SHORT EXERCISE> Skip every line before the one containing "Annotate the tree", then copy that line and the rest of the entries below exactly, through the last line.
'''
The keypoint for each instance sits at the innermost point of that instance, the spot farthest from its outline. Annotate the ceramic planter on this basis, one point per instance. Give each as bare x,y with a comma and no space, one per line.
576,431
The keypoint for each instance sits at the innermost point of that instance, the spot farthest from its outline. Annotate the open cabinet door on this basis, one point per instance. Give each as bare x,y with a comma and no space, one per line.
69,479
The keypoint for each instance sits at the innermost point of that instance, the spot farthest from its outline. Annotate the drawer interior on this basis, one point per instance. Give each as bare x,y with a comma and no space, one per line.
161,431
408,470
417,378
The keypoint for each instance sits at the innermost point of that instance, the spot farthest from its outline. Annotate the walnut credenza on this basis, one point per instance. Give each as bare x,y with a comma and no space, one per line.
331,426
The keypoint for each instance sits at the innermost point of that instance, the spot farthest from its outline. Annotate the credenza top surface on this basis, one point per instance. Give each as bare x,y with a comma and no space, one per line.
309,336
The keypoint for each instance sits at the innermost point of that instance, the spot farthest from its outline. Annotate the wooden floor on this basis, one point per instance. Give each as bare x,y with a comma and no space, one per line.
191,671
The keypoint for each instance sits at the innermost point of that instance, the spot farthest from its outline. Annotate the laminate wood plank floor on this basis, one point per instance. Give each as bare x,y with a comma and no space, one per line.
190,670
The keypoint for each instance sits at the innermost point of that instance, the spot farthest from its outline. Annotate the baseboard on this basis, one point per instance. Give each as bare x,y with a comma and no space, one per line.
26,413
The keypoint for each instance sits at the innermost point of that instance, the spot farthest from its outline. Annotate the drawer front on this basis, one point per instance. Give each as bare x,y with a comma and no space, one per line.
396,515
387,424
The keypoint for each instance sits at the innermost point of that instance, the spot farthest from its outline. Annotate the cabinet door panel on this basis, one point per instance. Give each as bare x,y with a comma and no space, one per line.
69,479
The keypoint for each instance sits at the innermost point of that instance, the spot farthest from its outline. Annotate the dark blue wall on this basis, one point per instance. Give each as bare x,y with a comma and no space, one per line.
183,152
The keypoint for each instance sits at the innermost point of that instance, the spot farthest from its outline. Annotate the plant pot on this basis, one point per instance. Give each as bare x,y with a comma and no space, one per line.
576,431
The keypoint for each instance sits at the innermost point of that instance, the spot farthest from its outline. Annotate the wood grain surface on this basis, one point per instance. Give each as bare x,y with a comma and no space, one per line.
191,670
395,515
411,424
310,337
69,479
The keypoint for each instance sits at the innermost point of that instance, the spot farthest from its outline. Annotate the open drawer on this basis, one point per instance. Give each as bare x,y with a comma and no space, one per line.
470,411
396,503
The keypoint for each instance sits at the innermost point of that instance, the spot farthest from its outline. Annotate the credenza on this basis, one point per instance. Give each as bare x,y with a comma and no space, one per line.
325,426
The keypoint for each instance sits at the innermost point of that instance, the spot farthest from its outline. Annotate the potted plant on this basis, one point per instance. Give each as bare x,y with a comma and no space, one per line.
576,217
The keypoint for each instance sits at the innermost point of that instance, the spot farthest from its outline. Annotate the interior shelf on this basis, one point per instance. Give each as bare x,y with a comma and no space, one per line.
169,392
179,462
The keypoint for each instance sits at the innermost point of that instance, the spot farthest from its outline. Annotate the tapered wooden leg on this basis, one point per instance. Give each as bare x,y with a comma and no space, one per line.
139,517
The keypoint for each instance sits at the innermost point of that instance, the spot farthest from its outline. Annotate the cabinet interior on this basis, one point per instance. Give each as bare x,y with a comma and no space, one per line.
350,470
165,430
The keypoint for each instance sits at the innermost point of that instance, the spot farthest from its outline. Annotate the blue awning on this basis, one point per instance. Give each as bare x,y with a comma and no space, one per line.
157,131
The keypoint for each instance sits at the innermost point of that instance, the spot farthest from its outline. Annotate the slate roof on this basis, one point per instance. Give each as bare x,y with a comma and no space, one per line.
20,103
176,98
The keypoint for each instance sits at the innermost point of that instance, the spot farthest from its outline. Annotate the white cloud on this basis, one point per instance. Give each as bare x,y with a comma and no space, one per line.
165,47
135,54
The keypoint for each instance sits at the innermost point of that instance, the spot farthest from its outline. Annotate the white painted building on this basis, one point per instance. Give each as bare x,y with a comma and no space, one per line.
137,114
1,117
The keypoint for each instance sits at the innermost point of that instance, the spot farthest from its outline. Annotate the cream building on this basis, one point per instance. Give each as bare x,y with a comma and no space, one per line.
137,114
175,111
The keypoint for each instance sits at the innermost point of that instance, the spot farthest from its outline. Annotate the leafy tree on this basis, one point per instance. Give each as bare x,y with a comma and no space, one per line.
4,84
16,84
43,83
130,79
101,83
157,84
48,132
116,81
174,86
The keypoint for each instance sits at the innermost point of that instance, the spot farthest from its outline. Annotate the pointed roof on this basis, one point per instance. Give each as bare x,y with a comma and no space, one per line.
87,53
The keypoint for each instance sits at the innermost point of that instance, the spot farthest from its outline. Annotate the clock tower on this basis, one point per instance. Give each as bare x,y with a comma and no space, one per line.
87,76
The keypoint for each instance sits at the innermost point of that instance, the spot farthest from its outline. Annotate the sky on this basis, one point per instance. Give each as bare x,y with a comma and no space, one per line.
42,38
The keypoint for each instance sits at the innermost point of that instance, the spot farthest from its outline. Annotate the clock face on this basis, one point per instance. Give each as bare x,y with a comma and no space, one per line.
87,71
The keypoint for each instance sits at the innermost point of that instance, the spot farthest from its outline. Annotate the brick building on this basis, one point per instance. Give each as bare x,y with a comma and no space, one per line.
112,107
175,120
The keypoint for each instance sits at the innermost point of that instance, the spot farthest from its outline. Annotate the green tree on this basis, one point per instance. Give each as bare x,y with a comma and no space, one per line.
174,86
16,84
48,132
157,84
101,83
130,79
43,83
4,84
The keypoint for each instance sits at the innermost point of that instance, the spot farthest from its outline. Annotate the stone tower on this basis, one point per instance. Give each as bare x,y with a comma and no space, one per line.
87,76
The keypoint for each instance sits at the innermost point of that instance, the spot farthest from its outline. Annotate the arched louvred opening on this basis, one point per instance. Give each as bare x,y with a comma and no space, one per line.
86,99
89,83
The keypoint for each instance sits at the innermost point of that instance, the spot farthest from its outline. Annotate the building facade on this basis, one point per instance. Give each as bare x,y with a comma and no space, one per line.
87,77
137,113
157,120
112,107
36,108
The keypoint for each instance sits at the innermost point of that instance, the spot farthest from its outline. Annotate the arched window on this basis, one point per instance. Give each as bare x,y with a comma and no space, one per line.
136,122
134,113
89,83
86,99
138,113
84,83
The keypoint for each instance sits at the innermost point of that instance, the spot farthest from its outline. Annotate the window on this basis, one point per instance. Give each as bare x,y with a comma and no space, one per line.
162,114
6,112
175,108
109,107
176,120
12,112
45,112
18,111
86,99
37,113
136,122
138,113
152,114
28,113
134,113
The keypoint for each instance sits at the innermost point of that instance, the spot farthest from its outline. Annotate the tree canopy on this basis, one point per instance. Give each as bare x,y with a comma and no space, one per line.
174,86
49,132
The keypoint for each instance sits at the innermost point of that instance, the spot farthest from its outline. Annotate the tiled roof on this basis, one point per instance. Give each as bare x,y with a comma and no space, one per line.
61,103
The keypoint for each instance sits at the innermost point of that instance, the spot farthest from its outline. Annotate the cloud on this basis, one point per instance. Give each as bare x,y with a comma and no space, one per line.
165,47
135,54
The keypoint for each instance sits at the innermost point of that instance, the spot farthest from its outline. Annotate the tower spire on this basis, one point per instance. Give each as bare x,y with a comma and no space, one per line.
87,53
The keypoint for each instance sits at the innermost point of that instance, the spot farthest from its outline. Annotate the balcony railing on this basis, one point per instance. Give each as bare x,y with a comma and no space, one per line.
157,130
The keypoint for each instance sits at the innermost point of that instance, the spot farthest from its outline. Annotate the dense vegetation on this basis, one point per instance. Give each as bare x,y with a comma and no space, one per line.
'''
ANSWER FOR THIS EXERCISE>
The keypoint for each instance sits at the innermost point of that instance, the spot farthest from its outline. Annotate the tree canopy on this basis, one point per instance. Give each as bare x,y with a comma and no space, one per line.
174,86
49,132
The keypoint for each instance sits at the innermost point of that instance, the spot farthest from its outline. Annotate the tiled roof on this basis, one point per instance. Give each as bare x,y with a comma and no space, one per line.
61,103
The keypoint for each instance sits at the innermost point of that instance, the spot farthest from its outline. Annotate the cloud on this basis, one point per instance. Give each as bare x,y with a comma and no space, one per line.
165,47
135,54
The keypoint for each instance sits at the innermost point of that instance, the spot farthest from its outline. Annotate the tower spire on this basis, one point per instance. Give each as bare x,y with a comma and no space, one per line.
87,53
The keypoint for each instance sits at the innermost point of that instance, the spot farthest from its outline. Annotate the balcony railing on this basis, one point per instance. Give each as bare x,y with a comma and no space, one per line.
157,130
The keypoint for each instance sits at the innermost point of that instance, the spot farthest from its outline. Annotate the dense vegetation on this basis, one point per instance. Give each as bare x,y with a comma and no space, one per line.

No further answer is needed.